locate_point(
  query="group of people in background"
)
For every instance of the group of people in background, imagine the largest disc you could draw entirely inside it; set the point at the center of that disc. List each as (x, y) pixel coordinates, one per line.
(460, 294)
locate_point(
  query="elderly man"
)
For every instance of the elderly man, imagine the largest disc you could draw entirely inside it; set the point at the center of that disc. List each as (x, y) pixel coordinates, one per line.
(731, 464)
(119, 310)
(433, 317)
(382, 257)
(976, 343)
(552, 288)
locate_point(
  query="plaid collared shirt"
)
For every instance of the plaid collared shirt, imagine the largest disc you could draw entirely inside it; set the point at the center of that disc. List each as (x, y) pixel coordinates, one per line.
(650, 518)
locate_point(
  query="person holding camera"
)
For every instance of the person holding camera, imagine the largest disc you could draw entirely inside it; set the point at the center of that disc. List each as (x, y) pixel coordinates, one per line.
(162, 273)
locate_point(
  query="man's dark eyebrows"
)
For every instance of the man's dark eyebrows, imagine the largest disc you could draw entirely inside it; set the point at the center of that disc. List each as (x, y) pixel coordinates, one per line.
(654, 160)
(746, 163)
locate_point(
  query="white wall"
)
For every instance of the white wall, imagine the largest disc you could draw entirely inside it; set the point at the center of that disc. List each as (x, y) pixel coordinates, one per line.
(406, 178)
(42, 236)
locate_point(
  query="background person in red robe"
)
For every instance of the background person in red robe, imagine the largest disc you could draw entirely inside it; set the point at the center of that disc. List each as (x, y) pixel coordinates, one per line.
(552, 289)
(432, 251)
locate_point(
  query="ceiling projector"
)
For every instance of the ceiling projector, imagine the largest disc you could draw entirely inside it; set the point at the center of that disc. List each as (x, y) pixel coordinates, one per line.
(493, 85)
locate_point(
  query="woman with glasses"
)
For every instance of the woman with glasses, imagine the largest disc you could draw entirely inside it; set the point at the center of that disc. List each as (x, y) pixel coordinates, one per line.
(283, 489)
==========
* EXERCISE AIM
An exact reproduction of all the entries above is required.

* SOLUTION
locate_point(
  query="group of people in background"
)
For every instance of the group of people in background, imagine the largest disc you could draw entirely inside it; set the point at the center of that disc. List each as (x, y) pixel coordinates, one per line.
(460, 294)
locate_point(
  query="elderly man"
)
For every instance of the elderly man, imagine the largest disc you could draw entirely inside it; set the point at the center of that disc. List each as (x, y) pixel coordinates, one per line.
(731, 464)
(119, 310)
(433, 317)
(382, 257)
(976, 343)
(552, 288)
locate_point(
  query="plaid collared shirt"
)
For every instance of the plaid collared shirt, imagine the largest disc you could draw entirely inside it; set the point at the center of that disc. List each as (x, y) pixel coordinates, one per line.
(650, 518)
locate_point(
  query="person holding camera"
)
For every instance of the person holding camera, imagine the largest disc you could draw entirely inside it; set the point at the center of that disc. List each as (x, y) pixel coordinates, one per line.
(162, 273)
locate_point(
  query="man's dark eyebrows"
)
For every instance of the man's dark eyebrows, imagine the largest disc you could draw entirely inside it; set the point at the center of that disc. List each as (x, y) pixel coordinates, one per line.
(654, 160)
(746, 163)
locate_point(
  query="white wall"
)
For every instance of the white wall, imagine the largest disc you could draw entirely inside it; set the point at the center of that disc. List each as (x, y) pixel coordinates, one per line.
(406, 178)
(42, 236)
locate_point(
  query="background person in red robe"
)
For every instance of the background person in red robe, imagine the largest disc you could draw entirely inside it; set the point at the center of that disc. List each as (x, y) pixel coordinates, one per line.
(552, 289)
(432, 251)
locate_point(
  query="ceiling projector"
)
For every instance of the ceiling projector, imagine the largest disc you could draw entirely inside it; set the point at the center of that disc. List each as (x, y) pixel coordinates, one per line.
(493, 85)
locate_point(
  query="woman with glasses"
)
For every instance of the woman with glasses, imagine the largest disc you could draw entirely inside it; set the point at the center of that disc. List each as (x, y) pixel coordinates, one per line.
(283, 489)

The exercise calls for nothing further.